Compito richiesto 1. Estrai dall'intervista sul progetto fotografico dedicato a Carla Pianetti tutto il passo che va da "In una piccola" giù fino a "di questo progetto?", copiandolo senza alcuna modifica.
Compito richiesto 2. Prosegui l'intervista sul progetto fotografico dedicato a Carla Pianetti a partire dall'ultima frase riportata.

Sezione documento.
In una piccola realtà provinciale, arroccata tra lontani limbi di mare e pietrose terre murgiane, ogni giorno si consumano piccole, grandi storie. Il giovane fotografo Gildo Molinari ci riporta, per immagini, la parabola di Carla Pianetti. Un racconto che narra con coraggio e delicatezza la quotidianità di una donna, dalla prospettiva intima e privilegiata di un amico. In questo periodo in cui si assiste alla riscoperta della fotografia documentaristica, abbiamo intervistato il giovane artista per conoscere meglio questo primo e ambizioso progetto e le motivazioni che lo hanno spinto a intraprenderlo.
Come è nata l’idea di questo progetto?
«L’idea di lavorare a questo progetto nasce casualmente in seguito a un racconto di mio padre, che mi parlò di un certo parrucchiere Carlo, molto famoso tra gli anni ‘80 e ‘90 nel paese in cui sono cresciuto, Santeramo in Colle, in provincia di Bari. Decido di approfondire e scopro Carla Pianetti e la sua storia incredibile: a 60 anni decide di affrontare un percorso di transizione e affermare finalmente se stessa nella società con coraggio e sfrontatezza. Per nulla scontato in un contesto simile. Il lavoro, inoltre, è stato presentato come esame finale durante il mio percorso di studi in fotografia e comunicazione visiva».
Si attribuisce al fotografo Richard Avedon la frase per cui «Un ritratto fotografico è l’immagine di qualcuno che sa di essere fotografato». Come è stato lavorare con Carla Pianetti? Quanto è importante entrare in sintonia con il proprio soggetto?

Informazioni fornite.

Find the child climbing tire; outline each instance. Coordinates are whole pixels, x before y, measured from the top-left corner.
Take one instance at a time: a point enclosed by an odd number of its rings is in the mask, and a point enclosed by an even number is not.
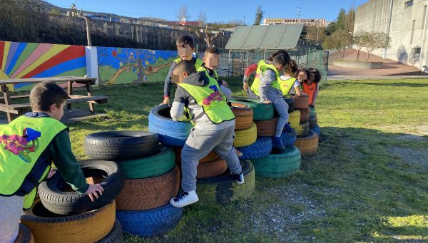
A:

Risultato esercizio 1.
In una piccola realtà provinciale, arroccata tra lontani limbi di mare e pietrose terre murgiane, ogni giorno si consumano piccole, grandi storie. Il giovane fotografo Gildo Molinari ci riporta, per immagini, la parabola di Carla Pianetti. Un racconto che narra con coraggio e delicatezza la quotidianità di una donna, dalla prospettiva intima e privilegiata di un amico. In questo periodo in cui si assiste alla riscoperta della fotografia documentaristica, abbiamo intervistato il giovane artista per conoscere meglio questo primo e ambizioso progetto e le motivazioni che lo hanno spinto a intraprenderlo.
Come è nata l’idea di questo progetto?

Risultato esercizio 2.
«Entrare in sintonia con il proprio soggetto per un lavoro di questo tipo è fondamentale. Dopo un periodo iniziale di conoscenza senza macchina fotografica, lavorare con Carla Pianetti non è stato particolarmente difficile, si è subito instaurato un rapporto di rispetto e fiducia reciproca, consolidato nel tempo in maniera naturale e implicita. Sono stato sempre chiaro con Carla Pianetti partendo dal mostrare il mio interesse per la sua storia e il volerla raccontare, onestà e sincerità sono stati fondamentali per la buona riuscita del progetto».
Reportage o spettacolarizzazione, quanto è sottile e labile questa linea?
«La linea credo sia sempre molto sottile e labile, tutto poi dipende dal messaggio che si vuole trasmettere. È molto importante non perdere mai di vista ciò che si vuole raccontare e il modo in cui si vuole farlo, attraverso le immagini».
Quali sono stati i fotografi che hanno maggiormente ispirato la tua poetica artistica?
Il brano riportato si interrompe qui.